> **Source passage**
------------------------------------------------------------

It was at this time that St. John the Baptist's wonderful life came to a close. For twelve months he had been imprisoned in the gloomy fortress of Machaerus for declaring the king's marriage with Herodias, his brother's wife, to be unlawful. It was a terrible place that underground dungeon for one who had lived all his life in the free air of heaven. And there was other pain as well. His life had been spent in making ready the road for our Blessed Lord. And now he was left alone in his prison, seemingly abandoned. Our Lord did not go to see him and did nothing for him. But he never complained, his patience was not exhausted, his faith remained unshaken. He did not want to be released, but only to do God's Will, and to carry on as long as he could the work for which he was sent. Even in prison he went on preparing his Master's way. For, finding that some of his disciples who were allowed to visit him did not yet believe in Jesus, he sent them to Him with this question:
"Art Thou He that art to come or look we for another ?" He knew quite well that Jesus was the Messiah, but he wanted his disciples to know and follow Him. He must have been aware that his own death could not be far off. Herodias would never rest till she had got rid of him, and he wanted his faithful followers to be safe among our Lord's disciples before the end came. Jesus, who knew St. John's motives in asking this question, answered, not by words but by deeds. As the messengers stood around Him, He cured many sick, and to many that were blind He gave sight:
"Go," He said, " and relate to John what you have heard and seen." And they went away believing in Him.

------------------------------------------------------------

> **Information given**
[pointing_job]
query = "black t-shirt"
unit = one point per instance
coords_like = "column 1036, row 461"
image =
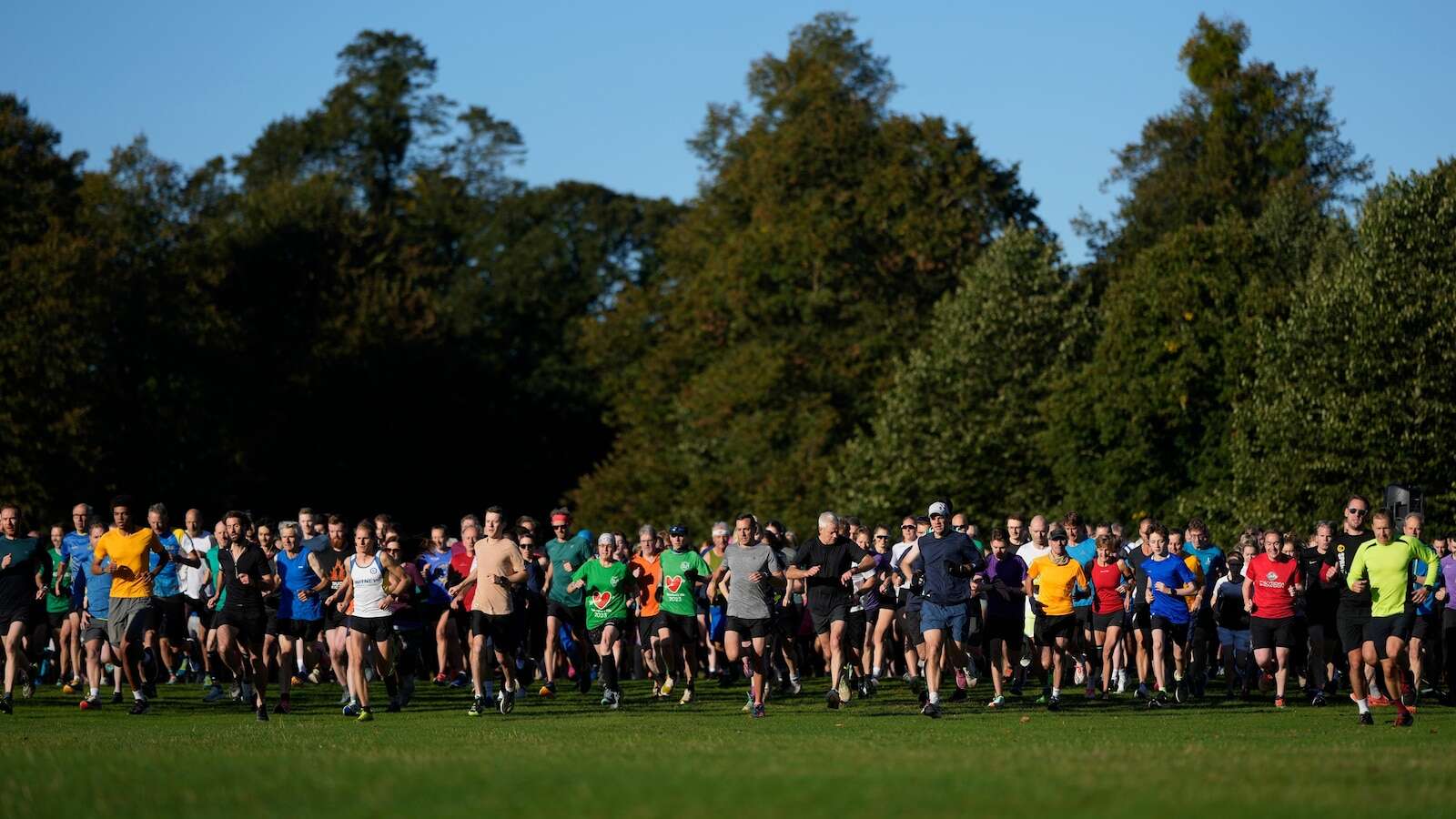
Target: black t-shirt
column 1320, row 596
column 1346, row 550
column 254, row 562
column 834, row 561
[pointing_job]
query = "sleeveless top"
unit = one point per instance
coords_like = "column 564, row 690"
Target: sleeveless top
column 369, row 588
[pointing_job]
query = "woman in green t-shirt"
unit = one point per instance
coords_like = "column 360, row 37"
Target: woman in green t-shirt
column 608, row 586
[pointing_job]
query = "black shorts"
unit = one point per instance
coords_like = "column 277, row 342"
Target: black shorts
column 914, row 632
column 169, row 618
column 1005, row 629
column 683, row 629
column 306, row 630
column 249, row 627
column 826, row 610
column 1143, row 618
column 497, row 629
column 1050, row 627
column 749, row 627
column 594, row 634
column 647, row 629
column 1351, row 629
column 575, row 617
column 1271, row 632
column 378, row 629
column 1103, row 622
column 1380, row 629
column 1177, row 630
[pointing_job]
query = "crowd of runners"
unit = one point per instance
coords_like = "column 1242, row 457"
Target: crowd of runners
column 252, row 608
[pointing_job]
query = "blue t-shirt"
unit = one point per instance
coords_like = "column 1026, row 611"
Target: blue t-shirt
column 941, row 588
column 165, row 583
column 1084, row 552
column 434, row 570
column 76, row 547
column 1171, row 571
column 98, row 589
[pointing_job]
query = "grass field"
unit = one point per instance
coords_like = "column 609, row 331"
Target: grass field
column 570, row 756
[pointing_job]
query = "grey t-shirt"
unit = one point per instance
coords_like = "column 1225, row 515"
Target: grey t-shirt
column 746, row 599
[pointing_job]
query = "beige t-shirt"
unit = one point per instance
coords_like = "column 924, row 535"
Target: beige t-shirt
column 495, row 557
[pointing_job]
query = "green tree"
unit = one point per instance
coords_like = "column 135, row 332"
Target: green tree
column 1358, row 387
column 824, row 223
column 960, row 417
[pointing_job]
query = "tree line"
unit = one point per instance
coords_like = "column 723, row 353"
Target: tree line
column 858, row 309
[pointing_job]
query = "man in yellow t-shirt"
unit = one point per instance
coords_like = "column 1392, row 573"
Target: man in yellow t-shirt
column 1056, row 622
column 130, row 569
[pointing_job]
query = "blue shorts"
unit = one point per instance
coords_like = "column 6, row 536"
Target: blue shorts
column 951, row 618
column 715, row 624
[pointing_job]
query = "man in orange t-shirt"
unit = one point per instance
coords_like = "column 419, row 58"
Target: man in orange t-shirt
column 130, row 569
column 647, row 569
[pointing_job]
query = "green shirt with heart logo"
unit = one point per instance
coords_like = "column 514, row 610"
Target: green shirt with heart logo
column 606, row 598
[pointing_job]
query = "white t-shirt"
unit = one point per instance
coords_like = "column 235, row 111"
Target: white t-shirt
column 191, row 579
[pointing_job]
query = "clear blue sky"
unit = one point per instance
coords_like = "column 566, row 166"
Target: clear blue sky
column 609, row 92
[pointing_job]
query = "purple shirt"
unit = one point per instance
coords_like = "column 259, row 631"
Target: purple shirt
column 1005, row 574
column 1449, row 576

------------------------------------------------------------

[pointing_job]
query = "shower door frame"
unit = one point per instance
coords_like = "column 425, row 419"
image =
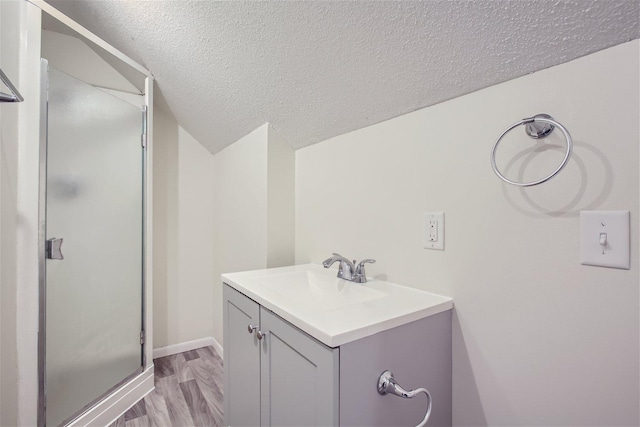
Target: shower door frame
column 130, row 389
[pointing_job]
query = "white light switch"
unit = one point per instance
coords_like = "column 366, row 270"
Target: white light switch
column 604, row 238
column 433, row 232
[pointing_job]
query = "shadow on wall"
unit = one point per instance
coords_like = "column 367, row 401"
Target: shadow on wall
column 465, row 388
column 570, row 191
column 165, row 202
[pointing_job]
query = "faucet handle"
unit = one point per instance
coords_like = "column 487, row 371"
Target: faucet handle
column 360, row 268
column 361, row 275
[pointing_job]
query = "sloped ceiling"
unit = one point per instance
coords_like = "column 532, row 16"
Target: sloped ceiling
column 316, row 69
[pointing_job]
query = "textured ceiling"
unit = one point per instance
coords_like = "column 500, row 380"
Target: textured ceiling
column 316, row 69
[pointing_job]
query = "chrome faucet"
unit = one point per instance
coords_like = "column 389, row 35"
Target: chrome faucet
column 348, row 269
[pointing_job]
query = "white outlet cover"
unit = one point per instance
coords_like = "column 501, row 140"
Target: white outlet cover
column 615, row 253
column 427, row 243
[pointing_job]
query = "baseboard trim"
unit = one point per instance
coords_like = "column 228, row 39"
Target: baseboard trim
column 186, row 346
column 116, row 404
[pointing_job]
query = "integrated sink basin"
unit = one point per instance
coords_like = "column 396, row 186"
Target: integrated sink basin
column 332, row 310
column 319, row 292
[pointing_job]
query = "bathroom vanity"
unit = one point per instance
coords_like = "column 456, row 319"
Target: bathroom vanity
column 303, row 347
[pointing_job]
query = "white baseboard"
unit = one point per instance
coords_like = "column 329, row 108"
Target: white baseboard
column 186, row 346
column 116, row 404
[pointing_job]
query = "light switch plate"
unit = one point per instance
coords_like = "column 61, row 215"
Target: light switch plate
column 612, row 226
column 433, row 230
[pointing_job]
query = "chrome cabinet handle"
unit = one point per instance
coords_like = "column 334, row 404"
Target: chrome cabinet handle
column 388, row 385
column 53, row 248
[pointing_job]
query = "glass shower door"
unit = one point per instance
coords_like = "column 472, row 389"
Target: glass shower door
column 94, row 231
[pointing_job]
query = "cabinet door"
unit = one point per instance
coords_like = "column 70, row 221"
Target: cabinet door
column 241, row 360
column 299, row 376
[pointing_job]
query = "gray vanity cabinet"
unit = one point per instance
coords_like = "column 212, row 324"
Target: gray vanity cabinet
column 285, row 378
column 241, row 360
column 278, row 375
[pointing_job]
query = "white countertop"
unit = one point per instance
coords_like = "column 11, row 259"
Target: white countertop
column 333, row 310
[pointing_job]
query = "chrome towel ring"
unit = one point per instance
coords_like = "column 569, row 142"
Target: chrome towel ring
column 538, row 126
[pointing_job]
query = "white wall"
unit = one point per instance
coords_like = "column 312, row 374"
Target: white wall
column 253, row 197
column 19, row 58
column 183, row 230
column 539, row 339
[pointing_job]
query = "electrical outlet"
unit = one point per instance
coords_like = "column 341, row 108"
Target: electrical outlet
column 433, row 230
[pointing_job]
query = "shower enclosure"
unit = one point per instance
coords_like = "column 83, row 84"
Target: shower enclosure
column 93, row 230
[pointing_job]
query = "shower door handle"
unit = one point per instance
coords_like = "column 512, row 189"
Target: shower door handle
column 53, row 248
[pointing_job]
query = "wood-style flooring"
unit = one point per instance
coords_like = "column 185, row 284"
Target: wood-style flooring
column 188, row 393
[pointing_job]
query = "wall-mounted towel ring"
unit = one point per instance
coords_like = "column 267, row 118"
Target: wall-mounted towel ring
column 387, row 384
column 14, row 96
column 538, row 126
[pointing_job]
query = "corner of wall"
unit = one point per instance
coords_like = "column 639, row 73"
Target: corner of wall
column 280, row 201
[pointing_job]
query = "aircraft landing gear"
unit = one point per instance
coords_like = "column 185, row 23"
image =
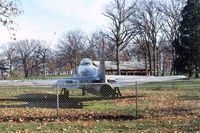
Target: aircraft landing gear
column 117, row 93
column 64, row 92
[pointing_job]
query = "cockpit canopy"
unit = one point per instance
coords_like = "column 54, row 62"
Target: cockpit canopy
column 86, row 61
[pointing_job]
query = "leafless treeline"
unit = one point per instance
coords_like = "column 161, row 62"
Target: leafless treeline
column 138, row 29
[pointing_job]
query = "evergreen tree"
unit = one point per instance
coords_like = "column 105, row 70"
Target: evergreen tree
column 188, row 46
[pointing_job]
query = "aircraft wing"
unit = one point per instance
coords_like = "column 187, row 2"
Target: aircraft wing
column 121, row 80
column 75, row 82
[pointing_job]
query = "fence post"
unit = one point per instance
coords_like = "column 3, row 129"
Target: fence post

------------------------------------------------------------

> **Assignment**
Reproduce the full passage on John the Baptist's imprisonment, word for word. The material set out here stands on its own and has no connection to the passage about John the Baptist.

> **Output**
It was at this time that St. John the Baptist's wonderful life came to a close. For twelve months he had been imprisoned in the gloomy fortress of Machaerus for declaring the king's marriage with Herodias, his brother's wife, to be unlawful. It was a terrible place that underground dungeon for one who had lived all his life in the free air of heaven. And there was other pain as well. His life had been spent in making ready the road for our Blessed Lord. And now he was left alone in his prison, seemingly abandoned. Our Lord did not go to see him and did nothing for him. But he never complained, his patience was not exhausted, his faith remained unshaken. He did not want to be released, but only to do God's Will, and to carry on as long as he could the work for which he was sent. Even in prison he went on preparing his Master's way. For, finding that some of his disciples who were allowed to visit him did not yet believe in Jesus, he sent them to Him with this question:
"Art Thou He that art to come or look we for another ?" He knew quite well that Jesus was the Messiah, but he wanted his disciples to know and follow Him. He must have been aware that his own death could not be far off. Herodias would never rest till she had got rid of him, and he wanted his faithful followers to be safe among our Lord's disciples before the end came. Jesus, who knew St. John's motives in asking this question, answered, not by words but by deeds. As the messengers stood around Him, He cured many sick, and to many that were blind He gave sight:
"Go," He said, " and relate to John what you have heard and seen." And they went away believing in Him.